Given request >> Recast the stretch of the listing from the line containing "Point out the cilantro" through the line containing "x=753, y=484" as a Markdown table with the columns Row and Line. Number each line in order and skip any blank lines.

# # # #

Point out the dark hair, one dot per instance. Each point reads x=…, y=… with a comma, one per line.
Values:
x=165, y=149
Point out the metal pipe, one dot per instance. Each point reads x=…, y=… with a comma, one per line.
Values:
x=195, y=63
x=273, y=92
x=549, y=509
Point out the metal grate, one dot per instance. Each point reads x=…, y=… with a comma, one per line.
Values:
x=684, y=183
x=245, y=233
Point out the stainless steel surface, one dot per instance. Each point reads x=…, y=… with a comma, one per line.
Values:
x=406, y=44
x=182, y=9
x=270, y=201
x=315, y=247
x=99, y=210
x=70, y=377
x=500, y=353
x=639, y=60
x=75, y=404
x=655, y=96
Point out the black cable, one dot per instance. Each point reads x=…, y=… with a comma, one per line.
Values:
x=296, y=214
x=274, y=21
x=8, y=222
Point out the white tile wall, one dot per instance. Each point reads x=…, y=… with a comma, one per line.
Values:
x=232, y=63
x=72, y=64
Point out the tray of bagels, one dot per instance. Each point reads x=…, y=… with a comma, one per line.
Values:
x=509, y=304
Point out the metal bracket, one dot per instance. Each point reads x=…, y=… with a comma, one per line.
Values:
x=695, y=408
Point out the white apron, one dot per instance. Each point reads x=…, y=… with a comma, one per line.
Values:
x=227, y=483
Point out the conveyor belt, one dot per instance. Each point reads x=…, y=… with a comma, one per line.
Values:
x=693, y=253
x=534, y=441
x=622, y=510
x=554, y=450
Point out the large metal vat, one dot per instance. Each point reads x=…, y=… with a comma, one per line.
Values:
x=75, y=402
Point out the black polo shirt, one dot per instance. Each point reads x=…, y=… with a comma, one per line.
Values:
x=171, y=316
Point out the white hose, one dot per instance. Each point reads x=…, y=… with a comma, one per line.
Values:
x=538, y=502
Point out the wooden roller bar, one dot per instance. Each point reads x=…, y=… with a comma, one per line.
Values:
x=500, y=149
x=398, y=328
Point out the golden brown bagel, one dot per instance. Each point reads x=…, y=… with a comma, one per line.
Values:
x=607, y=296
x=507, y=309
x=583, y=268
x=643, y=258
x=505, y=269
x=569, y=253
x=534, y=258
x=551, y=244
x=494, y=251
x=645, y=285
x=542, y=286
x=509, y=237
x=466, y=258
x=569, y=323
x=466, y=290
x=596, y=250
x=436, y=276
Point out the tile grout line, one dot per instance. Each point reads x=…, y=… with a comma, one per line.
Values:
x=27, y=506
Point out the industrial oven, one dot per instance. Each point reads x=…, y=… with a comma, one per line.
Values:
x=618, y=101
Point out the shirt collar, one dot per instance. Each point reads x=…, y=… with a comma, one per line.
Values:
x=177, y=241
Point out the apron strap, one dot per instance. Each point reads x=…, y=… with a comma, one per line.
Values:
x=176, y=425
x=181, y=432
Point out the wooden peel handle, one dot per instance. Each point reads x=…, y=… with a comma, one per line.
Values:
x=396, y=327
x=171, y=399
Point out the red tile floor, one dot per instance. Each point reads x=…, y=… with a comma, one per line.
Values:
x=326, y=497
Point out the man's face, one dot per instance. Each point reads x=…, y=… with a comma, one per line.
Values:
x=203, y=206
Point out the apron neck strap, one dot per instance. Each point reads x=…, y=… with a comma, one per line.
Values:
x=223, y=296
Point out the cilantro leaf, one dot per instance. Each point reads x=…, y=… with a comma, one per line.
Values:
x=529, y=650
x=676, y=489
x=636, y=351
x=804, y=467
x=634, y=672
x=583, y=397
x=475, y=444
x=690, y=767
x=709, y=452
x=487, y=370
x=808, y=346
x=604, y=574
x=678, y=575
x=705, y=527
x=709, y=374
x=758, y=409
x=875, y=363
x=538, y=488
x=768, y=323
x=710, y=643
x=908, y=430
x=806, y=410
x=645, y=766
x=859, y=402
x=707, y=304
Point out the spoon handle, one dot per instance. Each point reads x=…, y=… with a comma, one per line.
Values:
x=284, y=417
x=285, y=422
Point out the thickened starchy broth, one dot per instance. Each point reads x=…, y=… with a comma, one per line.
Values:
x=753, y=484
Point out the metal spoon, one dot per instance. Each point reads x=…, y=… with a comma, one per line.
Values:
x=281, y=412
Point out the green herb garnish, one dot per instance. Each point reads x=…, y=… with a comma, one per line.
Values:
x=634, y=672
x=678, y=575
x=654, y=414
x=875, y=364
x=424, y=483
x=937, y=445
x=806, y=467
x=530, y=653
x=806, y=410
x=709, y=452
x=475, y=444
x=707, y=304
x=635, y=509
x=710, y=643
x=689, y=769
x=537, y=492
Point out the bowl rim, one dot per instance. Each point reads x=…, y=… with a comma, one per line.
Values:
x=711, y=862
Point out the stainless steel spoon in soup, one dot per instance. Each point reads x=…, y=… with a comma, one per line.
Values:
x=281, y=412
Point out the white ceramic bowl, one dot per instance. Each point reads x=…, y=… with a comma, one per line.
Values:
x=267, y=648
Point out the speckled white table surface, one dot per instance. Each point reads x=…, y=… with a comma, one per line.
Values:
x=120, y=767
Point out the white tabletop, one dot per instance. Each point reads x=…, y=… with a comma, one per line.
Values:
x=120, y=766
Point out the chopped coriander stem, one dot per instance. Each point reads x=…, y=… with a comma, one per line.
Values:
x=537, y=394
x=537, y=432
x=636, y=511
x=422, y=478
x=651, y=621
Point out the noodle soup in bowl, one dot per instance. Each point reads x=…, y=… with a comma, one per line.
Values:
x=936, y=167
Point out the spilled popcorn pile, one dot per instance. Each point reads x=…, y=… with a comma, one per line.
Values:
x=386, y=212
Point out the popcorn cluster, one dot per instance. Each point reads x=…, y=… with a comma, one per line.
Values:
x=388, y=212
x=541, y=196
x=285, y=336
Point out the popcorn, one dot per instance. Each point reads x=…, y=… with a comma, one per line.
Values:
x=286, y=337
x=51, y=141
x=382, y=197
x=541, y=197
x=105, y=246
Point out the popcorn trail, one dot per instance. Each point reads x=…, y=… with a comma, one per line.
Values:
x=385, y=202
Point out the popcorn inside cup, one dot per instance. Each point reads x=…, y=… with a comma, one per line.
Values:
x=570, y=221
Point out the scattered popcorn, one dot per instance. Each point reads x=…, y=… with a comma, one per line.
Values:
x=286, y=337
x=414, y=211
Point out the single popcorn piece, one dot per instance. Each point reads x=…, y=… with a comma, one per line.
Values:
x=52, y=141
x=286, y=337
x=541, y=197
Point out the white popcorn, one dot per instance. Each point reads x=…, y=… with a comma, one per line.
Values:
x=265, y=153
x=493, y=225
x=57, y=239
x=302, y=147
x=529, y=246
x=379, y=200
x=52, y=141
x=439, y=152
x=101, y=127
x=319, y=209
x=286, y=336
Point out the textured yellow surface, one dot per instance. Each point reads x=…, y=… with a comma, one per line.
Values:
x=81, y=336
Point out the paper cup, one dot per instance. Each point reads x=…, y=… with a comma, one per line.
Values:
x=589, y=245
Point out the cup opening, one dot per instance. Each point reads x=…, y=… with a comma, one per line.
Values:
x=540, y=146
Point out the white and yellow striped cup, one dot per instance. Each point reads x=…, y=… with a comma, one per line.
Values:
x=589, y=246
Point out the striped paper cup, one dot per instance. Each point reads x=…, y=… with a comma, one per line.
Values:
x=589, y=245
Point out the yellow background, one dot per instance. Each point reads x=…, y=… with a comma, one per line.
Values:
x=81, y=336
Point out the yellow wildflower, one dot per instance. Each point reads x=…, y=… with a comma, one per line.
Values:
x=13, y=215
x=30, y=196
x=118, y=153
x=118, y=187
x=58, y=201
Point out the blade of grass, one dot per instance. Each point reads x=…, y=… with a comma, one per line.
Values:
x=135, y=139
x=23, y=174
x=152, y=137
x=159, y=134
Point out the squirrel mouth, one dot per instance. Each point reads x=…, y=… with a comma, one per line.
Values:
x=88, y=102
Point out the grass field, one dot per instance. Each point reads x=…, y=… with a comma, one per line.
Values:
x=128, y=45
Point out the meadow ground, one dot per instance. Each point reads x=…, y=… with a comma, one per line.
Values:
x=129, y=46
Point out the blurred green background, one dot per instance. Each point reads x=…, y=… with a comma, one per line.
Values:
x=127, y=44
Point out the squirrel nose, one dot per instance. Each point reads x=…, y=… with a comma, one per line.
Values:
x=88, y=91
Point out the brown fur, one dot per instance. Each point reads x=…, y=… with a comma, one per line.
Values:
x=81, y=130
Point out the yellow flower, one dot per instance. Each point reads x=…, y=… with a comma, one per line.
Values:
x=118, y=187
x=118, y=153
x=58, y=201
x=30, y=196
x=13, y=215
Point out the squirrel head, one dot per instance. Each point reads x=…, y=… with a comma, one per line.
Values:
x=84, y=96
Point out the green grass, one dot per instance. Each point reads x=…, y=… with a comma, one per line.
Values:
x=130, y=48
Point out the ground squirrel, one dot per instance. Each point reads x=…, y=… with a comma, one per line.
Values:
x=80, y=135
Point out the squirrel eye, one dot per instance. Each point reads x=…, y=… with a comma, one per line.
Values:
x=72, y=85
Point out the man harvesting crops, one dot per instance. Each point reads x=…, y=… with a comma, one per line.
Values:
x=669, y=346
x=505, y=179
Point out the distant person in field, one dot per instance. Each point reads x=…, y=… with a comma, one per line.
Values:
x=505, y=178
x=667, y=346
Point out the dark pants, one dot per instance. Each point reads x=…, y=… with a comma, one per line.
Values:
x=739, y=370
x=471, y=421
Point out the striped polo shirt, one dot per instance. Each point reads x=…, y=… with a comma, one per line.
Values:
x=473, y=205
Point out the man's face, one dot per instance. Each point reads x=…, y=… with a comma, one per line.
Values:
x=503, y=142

# # # #

Solution for this problem >>
| Row | Line |
|---|---|
| 1 | Point out the cilantro leaf, one dot per instance. Each point reads x=…, y=… with a comma, one per line. |
| 2 | Values: |
| 3 | x=529, y=650 |
| 4 | x=676, y=489 |
| 5 | x=636, y=351 |
| 6 | x=804, y=467 |
| 7 | x=634, y=672 |
| 8 | x=583, y=397 |
| 9 | x=475, y=444 |
| 10 | x=690, y=767 |
| 11 | x=709, y=452 |
| 12 | x=487, y=370 |
| 13 | x=808, y=346 |
| 14 | x=604, y=574 |
| 15 | x=678, y=575 |
| 16 | x=705, y=527 |
| 17 | x=709, y=374 |
| 18 | x=758, y=409 |
| 19 | x=875, y=363 |
| 20 | x=538, y=488 |
| 21 | x=768, y=323 |
| 22 | x=710, y=643 |
| 23 | x=908, y=430 |
| 24 | x=806, y=410 |
| 25 | x=645, y=766 |
| 26 | x=859, y=402 |
| 27 | x=707, y=304 |
| 28 | Point out the spoon handle, one dot per instance. Each point reads x=…, y=… with a comma, one per line. |
| 29 | Values: |
| 30 | x=284, y=417 |
| 31 | x=285, y=422 |
| 32 | Point out the thickened starchy broth, one dot per instance. Each point reads x=…, y=… with a comma, one per line. |
| 33 | Values: |
| 34 | x=753, y=484 |